§ What is expected
In two sentences, sum up the healthiest-ingredients text.

§ Text excerpt
_____

Saturday, September 17, 2011

30 Healthiest Ingredients

I found this list from a Real Simple magazine which states "Stock your pantry and refrigerator with these nutritious, expert-recommended foods."  I don't know who these experts are, but this list sounds pretty good to me and I already buy most of this stuff on a weekly basis.

Try adding 1-2 of these ingredients to your shopping cart each week.  While you're at it, as you add one of these items in, try to take out something not as healthy; perhaps a heavily processed item or something high in sugar or fat?  Give it a try and see how it goes.  Soon you'll be eliminating the unhealthy and enjoying the healthy.

  1. almonds
  2. avocados
  3. barley
  4. black beans
  5. blueberries
  6. broccoli
  7. bulgur
  8. chard
  9. chicken breasts (skinless)
  10. edamame
  11. eggs
  12. extra-virgin olive oil (may I recommend finding one that contains olives grown and bottled in weary of ones that just say "bottled in Italy" as those could be olives from anywhere).
  13. kale
  14. kidney beans
  15. kiwi  
  16. lentils
  17. mushrooms
  18. oatmeal (steel-cut or old-fashioned)
  19. oranges
  20. peanut and almond butter (all-natural)
  21. pumpkin
  22. quinoa
  23. sardines
  24. skim milk
  25. spinach
  26. sweet potatoes
  27. walnuts
  28. wholegrain pasta
  29. wild salmon (aim to get sockeye or Alaskan salmon, try to avoid Atlantic salmon, which is basically synonymous with farm-raised.
  30. yogurt (nonfat Greek)

_____

§ Source information
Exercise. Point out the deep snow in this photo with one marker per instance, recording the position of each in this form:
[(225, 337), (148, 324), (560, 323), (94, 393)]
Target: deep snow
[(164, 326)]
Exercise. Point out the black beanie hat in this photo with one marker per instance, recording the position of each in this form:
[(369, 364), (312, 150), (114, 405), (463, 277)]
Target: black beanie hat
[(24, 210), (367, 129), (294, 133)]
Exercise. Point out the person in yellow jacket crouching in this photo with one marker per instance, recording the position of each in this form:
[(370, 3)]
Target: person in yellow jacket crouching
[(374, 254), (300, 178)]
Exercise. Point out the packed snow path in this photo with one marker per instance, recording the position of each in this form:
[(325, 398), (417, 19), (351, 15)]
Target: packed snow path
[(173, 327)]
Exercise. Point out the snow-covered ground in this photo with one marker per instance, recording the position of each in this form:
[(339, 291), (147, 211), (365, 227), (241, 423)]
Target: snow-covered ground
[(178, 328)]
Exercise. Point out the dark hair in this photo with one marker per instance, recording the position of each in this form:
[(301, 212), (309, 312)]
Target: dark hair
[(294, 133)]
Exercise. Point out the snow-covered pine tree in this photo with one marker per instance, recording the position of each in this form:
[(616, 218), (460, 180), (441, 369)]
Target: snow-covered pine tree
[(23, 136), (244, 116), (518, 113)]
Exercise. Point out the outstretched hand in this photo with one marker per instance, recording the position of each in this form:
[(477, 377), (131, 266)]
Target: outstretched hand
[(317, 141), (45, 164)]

_____

§ Output below
The text passes along a Real Simple magazine list of 30 nutritious, expert-recommended foods, including almonds, black beans, kale, quinoa and wild salmon, most of which the writer already buys weekly. It suggests adding one or two of these ingredients to the shopping cart each week while taking out something less healthy, such as a heavily processed item or something high in sugar or fat.